Start of Supplied data

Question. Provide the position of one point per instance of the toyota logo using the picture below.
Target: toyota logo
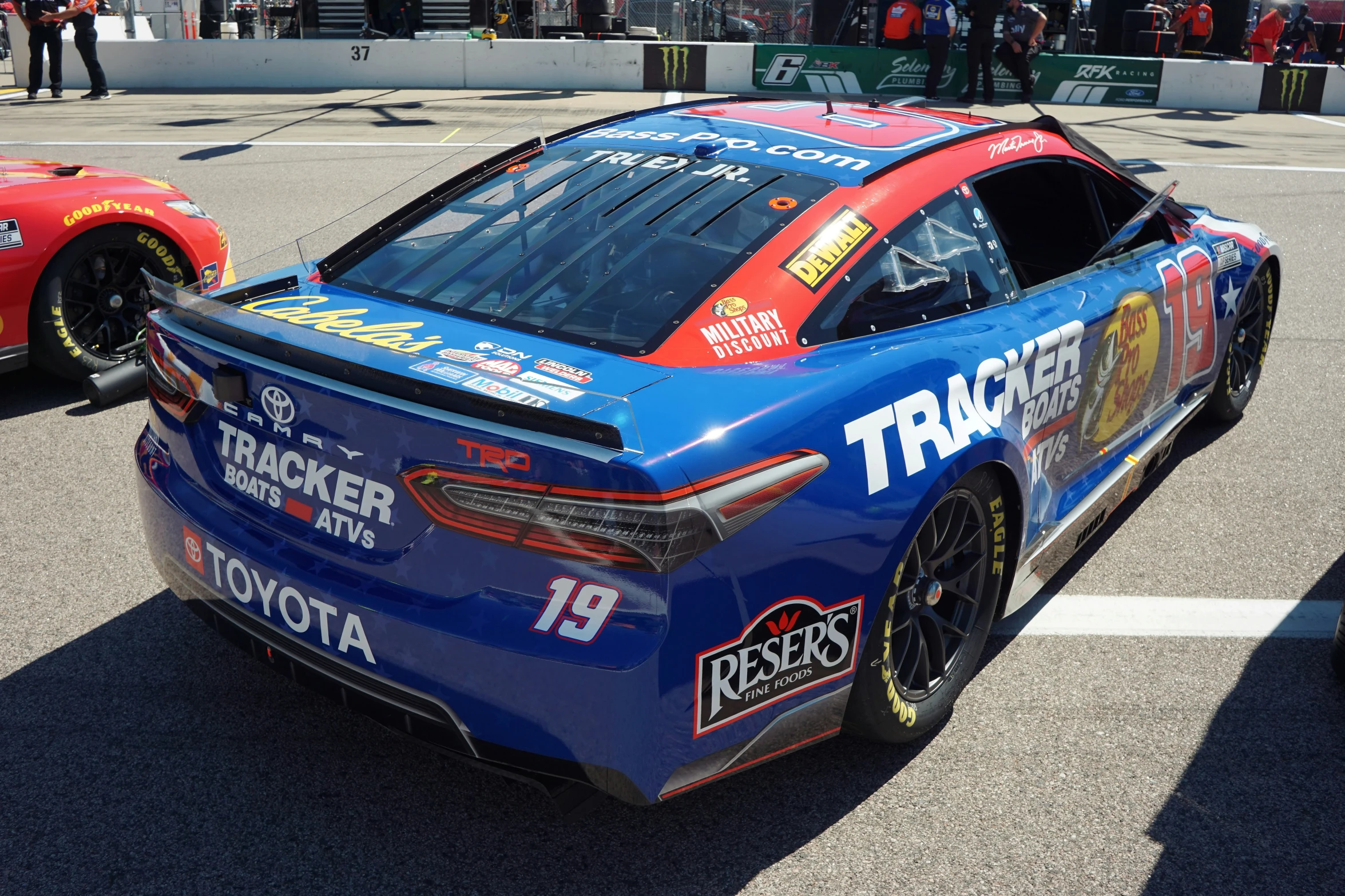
(277, 405)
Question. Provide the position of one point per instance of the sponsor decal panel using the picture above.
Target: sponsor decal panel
(745, 333)
(442, 370)
(10, 234)
(284, 480)
(565, 371)
(268, 595)
(503, 391)
(1228, 254)
(829, 248)
(794, 645)
(1121, 368)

End of Supplied data

* [What you should do] Please arrange the lines above as a numbered list, skipping any blank lines and leaving out the pictures.

* [Solution]
1. Question. Provide the position of one point per instance of the toyota logo using the picture below.
2. Target: toyota logo
3. (277, 405)
4. Question. Provide the position of one point per instance of the sponsor decal panel using the picture above.
5. Target: sponsor decal panel
6. (745, 333)
7. (442, 370)
8. (10, 234)
9. (284, 480)
10. (565, 371)
11. (268, 595)
12. (503, 391)
13. (1228, 254)
14. (829, 248)
15. (794, 645)
16. (1121, 368)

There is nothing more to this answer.